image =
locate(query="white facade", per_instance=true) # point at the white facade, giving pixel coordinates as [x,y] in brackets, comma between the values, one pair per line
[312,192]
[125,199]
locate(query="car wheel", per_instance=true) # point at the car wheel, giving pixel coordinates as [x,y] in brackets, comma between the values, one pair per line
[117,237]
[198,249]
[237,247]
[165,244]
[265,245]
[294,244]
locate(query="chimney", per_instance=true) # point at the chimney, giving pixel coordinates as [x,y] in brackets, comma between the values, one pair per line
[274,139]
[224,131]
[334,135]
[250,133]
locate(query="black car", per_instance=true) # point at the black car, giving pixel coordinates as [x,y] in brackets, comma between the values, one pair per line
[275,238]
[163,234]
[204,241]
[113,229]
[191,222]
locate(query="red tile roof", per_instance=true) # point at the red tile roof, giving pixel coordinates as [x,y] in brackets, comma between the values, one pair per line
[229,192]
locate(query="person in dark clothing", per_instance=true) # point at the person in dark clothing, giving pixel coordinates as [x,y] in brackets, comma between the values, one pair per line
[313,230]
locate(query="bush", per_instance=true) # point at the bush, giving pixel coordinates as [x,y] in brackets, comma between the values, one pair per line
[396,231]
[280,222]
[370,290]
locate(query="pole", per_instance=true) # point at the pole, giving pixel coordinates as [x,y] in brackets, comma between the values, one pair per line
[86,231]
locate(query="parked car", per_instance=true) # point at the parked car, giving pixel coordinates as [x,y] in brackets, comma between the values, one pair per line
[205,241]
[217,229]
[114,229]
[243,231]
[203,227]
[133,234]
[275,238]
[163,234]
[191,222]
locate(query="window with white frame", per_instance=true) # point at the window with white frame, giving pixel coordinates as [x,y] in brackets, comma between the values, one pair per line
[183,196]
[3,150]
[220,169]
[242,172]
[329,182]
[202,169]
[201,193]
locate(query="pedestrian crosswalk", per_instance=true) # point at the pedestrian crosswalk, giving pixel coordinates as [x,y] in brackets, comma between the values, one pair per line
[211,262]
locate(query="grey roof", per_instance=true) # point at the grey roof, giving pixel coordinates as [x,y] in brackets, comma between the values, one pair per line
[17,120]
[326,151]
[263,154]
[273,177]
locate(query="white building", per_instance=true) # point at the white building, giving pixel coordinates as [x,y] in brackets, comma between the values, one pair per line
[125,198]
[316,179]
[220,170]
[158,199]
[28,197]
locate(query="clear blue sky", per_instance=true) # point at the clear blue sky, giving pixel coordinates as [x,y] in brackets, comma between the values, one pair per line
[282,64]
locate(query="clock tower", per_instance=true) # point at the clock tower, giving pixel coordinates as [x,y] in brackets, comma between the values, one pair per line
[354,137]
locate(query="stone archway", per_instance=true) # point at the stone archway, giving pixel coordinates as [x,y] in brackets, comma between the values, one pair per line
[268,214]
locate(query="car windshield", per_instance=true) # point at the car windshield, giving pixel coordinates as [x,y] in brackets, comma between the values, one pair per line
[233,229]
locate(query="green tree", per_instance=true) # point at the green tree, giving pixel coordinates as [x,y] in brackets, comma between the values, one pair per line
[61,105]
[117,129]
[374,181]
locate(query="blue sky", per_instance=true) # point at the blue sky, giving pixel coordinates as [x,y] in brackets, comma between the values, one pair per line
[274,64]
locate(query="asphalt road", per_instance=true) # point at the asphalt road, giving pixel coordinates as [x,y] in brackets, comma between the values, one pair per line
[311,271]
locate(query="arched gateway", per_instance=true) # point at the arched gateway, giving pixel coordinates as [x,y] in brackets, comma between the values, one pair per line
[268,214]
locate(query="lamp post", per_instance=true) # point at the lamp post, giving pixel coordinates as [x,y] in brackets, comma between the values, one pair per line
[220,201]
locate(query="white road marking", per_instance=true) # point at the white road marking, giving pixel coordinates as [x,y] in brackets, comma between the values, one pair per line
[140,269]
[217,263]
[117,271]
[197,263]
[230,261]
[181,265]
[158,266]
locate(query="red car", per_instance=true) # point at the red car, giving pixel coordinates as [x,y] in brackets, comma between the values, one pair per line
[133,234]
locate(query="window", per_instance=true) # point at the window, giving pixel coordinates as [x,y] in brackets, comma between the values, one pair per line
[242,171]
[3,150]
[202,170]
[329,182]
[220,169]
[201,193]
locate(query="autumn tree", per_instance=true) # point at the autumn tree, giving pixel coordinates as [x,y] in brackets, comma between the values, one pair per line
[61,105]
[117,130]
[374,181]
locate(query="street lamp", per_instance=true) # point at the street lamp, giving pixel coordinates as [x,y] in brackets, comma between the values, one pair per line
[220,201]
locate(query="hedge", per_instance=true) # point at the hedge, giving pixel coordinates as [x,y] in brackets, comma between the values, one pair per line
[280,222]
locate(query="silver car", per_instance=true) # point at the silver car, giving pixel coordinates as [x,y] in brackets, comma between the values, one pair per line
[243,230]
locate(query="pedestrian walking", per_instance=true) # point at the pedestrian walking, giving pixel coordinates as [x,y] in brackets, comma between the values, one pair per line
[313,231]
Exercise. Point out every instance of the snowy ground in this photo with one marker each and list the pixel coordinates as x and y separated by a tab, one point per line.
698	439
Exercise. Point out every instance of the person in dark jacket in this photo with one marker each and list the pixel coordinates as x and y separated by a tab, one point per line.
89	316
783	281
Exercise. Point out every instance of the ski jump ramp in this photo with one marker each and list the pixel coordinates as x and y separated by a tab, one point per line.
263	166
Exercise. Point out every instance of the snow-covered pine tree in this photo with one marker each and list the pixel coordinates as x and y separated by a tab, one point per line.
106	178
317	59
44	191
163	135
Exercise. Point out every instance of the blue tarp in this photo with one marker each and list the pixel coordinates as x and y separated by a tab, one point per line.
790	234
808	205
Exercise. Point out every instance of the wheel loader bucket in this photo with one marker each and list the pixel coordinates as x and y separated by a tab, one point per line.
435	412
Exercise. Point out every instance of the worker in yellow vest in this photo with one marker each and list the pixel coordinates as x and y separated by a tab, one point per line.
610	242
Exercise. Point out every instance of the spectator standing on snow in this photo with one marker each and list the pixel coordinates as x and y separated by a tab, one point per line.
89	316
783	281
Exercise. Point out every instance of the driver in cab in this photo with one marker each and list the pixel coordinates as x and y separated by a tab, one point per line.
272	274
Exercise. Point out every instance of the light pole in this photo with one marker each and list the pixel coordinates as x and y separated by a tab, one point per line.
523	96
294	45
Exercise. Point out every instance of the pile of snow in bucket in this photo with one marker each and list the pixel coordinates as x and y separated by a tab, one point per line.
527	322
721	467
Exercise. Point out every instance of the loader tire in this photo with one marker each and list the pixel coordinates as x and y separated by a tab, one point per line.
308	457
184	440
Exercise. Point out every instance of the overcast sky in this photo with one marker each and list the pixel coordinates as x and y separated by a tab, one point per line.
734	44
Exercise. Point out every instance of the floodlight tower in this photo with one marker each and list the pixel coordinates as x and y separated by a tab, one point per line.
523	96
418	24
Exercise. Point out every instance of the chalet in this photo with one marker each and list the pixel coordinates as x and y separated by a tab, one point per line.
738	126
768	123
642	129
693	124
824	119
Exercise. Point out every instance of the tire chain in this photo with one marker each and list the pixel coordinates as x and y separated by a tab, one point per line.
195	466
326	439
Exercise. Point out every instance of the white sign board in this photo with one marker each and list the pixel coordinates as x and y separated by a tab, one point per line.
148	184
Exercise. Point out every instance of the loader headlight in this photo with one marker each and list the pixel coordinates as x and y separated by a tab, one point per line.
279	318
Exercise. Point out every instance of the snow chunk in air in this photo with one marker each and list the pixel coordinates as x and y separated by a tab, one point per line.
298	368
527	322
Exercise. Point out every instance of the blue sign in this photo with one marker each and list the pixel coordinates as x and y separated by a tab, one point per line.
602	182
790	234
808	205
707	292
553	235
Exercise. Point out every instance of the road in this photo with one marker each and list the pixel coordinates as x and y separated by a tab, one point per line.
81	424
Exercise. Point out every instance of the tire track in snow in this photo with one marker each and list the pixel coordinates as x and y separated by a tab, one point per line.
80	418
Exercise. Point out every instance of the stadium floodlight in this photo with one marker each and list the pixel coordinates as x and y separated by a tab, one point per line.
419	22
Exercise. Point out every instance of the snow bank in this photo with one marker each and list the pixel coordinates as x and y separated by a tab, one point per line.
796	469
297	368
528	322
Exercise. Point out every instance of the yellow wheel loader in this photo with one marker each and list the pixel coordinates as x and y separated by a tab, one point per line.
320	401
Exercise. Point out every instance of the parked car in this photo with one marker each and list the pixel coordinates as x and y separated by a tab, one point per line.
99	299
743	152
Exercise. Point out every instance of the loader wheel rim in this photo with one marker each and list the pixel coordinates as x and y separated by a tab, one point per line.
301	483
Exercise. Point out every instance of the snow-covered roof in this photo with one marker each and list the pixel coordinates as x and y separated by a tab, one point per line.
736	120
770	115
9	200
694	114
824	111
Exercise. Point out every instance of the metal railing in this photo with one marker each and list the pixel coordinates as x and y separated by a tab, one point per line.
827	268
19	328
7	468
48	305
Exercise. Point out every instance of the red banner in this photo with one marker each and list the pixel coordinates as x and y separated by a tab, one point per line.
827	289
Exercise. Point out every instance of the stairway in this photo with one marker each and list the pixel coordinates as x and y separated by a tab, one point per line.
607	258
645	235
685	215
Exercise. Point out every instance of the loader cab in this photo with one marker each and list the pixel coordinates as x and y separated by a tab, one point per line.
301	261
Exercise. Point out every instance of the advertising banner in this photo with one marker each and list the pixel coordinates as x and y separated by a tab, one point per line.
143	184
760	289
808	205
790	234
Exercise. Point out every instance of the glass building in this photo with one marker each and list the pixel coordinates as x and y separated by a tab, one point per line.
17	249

###

In the listing above, find the line containing "Exercise. Point out every instance of the stairway"; that line and every line after it, through the last, are to be retyped exactly.

### Result
Exercise. Point out every instance of the stairway in this photo with one marker each and list the pixel coordinates as x and y separated by a tab, one point per line.
607	258
645	235
685	215
Exercise. Point out every instance of the loader cab in this photo with one marker each and list the pixel coordinates as x and y separated by a tab, one point per line.
301	261
Exercise. Point out every instance of the advertising banner in this photo with one marker each and list the pixel coordinates as x and y separated by a tab, one point per line.
143	184
760	289
808	205
790	234
Exercise. Point out every instance of the glass building in this photo with one marker each and list the pixel coordinates as x and y separated by a tab, one point per line.
17	249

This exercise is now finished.